WRITTEN PROBLEM> Reproduce, character for character, the part of the data that opens with the line containing "request: trace the outline of every instance of the <item>light" and closes with the line containing "M559 757L528 760L522", both of those lines included.

··· PROVIDED MATERIAL ···

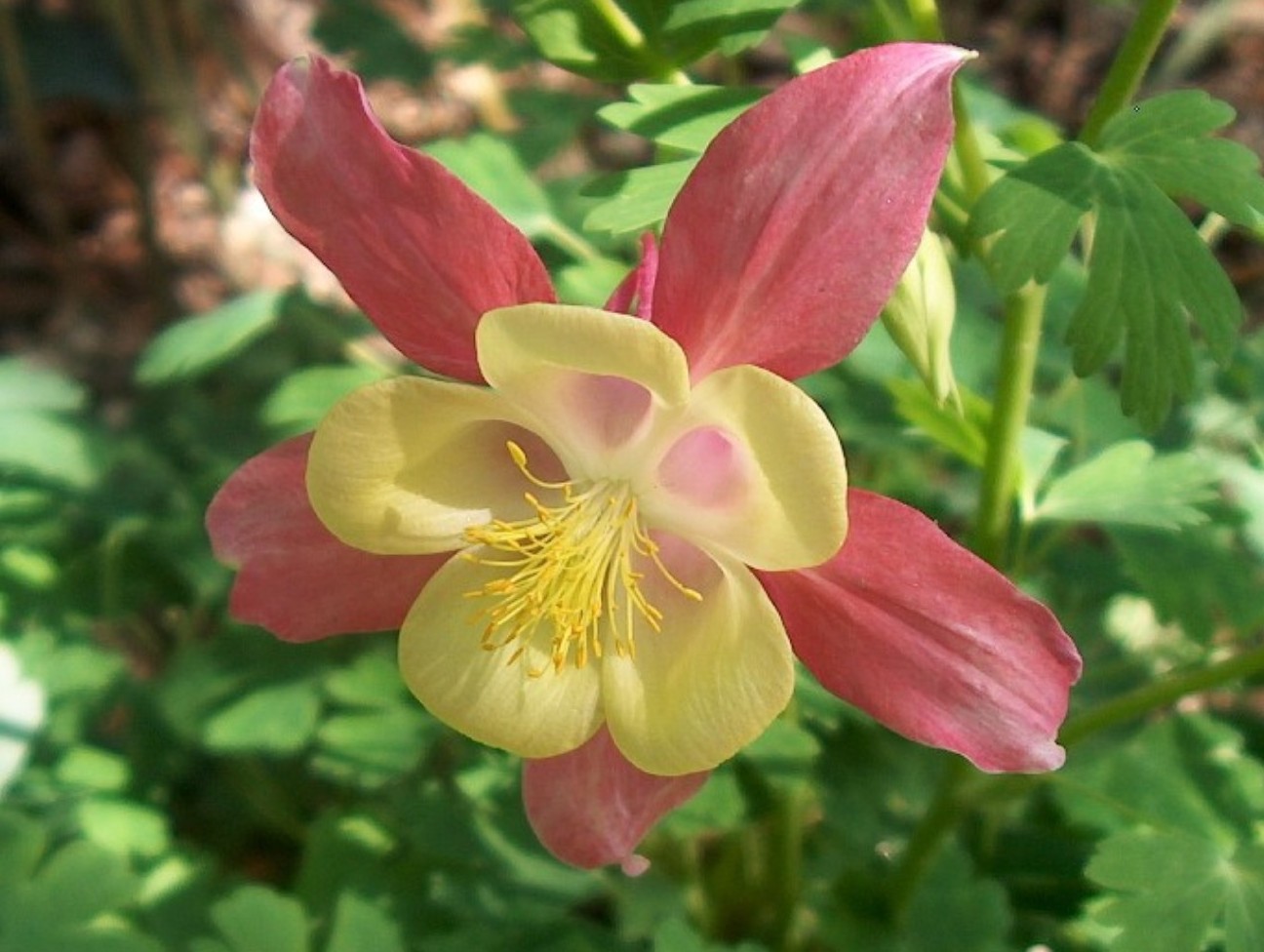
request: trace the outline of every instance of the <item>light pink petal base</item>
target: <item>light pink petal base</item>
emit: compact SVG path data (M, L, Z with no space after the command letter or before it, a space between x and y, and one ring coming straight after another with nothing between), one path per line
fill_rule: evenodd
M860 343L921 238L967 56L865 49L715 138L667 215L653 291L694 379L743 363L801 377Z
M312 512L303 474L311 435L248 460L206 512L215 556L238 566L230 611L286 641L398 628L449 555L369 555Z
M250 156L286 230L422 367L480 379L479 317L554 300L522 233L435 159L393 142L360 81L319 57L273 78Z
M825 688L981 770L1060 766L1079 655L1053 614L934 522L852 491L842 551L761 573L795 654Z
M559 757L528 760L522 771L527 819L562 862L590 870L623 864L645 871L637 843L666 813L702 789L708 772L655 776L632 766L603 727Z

···
··· PROVIDED MATERIAL ···

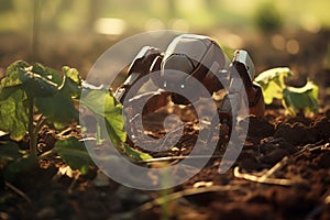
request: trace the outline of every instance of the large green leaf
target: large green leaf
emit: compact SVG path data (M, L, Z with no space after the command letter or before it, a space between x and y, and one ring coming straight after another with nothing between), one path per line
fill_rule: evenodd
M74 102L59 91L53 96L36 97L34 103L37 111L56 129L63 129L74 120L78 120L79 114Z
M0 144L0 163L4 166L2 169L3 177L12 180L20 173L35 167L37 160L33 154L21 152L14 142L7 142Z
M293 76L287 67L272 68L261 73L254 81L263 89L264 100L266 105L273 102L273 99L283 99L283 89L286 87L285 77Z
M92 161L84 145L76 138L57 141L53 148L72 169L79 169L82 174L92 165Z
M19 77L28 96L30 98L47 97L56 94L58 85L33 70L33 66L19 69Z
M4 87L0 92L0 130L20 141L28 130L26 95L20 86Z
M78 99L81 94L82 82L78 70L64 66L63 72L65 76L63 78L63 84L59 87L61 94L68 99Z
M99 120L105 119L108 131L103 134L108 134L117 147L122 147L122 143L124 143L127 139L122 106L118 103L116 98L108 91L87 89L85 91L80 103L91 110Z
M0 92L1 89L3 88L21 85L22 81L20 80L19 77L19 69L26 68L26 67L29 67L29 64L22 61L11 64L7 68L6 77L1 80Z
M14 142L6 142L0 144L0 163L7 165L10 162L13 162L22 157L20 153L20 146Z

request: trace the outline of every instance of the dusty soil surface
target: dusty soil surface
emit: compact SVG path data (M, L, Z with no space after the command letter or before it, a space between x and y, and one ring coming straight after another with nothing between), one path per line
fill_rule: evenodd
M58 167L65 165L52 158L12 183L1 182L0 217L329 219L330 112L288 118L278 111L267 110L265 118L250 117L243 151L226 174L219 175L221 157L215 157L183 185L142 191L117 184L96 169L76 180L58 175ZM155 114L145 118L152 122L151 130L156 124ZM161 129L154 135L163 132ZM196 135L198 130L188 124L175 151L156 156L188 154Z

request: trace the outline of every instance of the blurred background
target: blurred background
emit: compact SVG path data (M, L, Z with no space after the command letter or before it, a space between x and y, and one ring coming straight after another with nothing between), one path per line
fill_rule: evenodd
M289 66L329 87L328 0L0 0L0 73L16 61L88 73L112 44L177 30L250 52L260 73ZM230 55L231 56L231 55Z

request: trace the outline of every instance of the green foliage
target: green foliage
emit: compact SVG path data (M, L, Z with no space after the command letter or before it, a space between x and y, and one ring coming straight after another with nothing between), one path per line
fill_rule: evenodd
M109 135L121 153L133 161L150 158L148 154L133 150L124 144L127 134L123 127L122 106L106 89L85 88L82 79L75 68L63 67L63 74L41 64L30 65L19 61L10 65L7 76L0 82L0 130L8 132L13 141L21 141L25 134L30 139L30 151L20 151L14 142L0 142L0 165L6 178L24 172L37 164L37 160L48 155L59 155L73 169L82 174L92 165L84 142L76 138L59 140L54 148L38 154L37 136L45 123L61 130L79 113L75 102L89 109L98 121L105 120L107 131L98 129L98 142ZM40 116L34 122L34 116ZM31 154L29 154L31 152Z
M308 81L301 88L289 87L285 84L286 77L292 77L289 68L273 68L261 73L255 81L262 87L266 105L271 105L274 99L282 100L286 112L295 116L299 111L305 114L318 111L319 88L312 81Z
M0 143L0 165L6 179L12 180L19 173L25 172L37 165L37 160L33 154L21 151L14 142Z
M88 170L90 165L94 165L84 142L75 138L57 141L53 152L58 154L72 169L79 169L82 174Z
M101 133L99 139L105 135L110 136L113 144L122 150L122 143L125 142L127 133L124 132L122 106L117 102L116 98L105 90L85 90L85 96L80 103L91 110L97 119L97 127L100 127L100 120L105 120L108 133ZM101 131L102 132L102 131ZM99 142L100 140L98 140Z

···

RESPONSE>
request: trace the outline of every instance of the <item>light pink petal base</item>
target: <item>light pink petal base</item>
emit: compact SVG path data (M, L, Z with no space after the command letter or before it, a space between x and y, and one ring coming straight after another with nothing between), one path per line
fill_rule: evenodd
M860 343L921 238L967 56L865 49L715 138L667 215L653 291L694 379L743 363L801 377Z
M312 512L303 474L311 435L248 460L206 512L215 556L238 566L230 611L286 641L398 628L449 555L369 555Z
M250 156L286 230L422 367L480 379L479 317L554 300L522 233L435 159L393 142L360 81L319 57L273 78Z
M825 688L981 770L1060 766L1079 655L1053 614L934 522L852 491L842 551L761 573L795 654Z
M559 757L528 760L522 771L527 819L562 862L590 870L623 864L645 871L637 843L666 813L702 789L708 772L655 776L632 766L603 727Z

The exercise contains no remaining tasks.